**Goal:**
Without the images, write out all of the following entries exactly.

START Records

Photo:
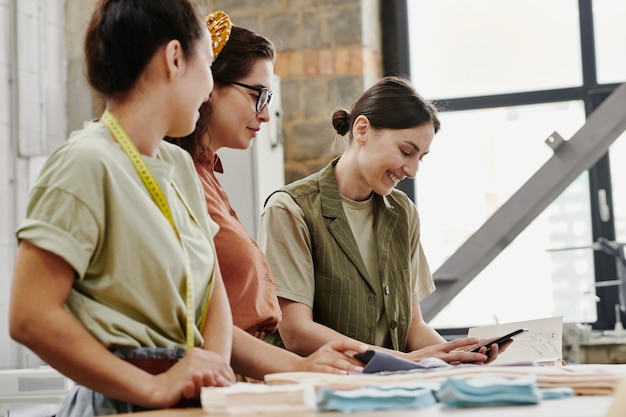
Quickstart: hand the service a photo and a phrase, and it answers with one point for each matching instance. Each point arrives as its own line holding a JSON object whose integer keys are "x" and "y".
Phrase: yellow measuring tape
{"x": 121, "y": 137}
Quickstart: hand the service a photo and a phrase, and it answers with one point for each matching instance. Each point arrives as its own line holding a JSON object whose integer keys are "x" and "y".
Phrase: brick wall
{"x": 328, "y": 53}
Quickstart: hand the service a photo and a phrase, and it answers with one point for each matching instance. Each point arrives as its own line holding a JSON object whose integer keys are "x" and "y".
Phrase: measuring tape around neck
{"x": 121, "y": 137}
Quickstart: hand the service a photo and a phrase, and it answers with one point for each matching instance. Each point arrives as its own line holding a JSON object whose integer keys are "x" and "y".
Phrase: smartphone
{"x": 502, "y": 339}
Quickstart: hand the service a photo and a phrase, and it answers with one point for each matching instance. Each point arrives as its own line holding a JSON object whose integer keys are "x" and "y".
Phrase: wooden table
{"x": 580, "y": 406}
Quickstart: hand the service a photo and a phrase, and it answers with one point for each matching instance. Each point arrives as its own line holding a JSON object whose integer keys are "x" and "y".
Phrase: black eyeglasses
{"x": 263, "y": 99}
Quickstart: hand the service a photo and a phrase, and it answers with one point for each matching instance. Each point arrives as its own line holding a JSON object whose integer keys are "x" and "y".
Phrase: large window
{"x": 506, "y": 74}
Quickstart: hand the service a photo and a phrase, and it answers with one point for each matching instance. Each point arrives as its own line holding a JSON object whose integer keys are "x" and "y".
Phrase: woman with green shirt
{"x": 116, "y": 283}
{"x": 344, "y": 243}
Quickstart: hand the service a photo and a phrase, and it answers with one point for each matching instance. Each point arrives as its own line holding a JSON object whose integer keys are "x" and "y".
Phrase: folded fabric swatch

END Records

**Output:**
Photo:
Quickstart: hand the service a photo and a phrase, and it answers with one point for each matching instance. Each point arrives as its own line holding a JSON object whose integer keys are "x" and "y".
Phrase: yellow measuring tape
{"x": 121, "y": 137}
Quickstart: hand the service a photo and a phrase, and it answers with one point for each matching instance. Each point arrives as its own line holding a JSON object whose integer keys are "x" and "y".
Phrase: brick wall
{"x": 328, "y": 53}
Quickstart: hand the service a photo and a phrase, and it answers with one point for each matching instance. Each point arrives as its own line holding a JSON object whose integer keys are "x" and "y".
Phrase: measuring tape around neck
{"x": 121, "y": 137}
Quickstart: hand the service a photo and a phrase, and it answers with one point for each matching instance. Each point arrives as its own line holding a JSON object whose integer keys are "x" and "y".
Phrase: smartphone
{"x": 502, "y": 339}
Quickstart: hand the service a photo and a phrase, and it answers with one point for each matching instance. Each point arrives as its own line holding a JSON object whose integer keys are "x" and "y".
Phrase: wooden table
{"x": 580, "y": 406}
Quickstart: hand the service a photo and a phrase, and it answers with one point for each matching instance. Each point arrives as its own line holding a JSON object whose integer keys are "x" and "y".
Phrase: black eyeglasses
{"x": 263, "y": 99}
Quickstart: hand the service a photo and a phrase, and it answers with one point for each matching instance. Each point arrives as its own line holding a JSON object whose integer keys are "x" and "y".
Phrase: large window
{"x": 506, "y": 74}
Quickstart: hand the service a photo and a phrase, and it answers with one point for each matching instance. Each point arrives as its own line holding a JSON object whose integer keys are "x" and "y".
Phrase: woman with green shirt
{"x": 116, "y": 283}
{"x": 344, "y": 243}
Quickstart: hand the service a photo and a phrase, and it answers with one point for each matching instance. Each point arrives as its own line holding a JSON object whose integer keys are "x" and "y".
Phrase: folded fabric swatch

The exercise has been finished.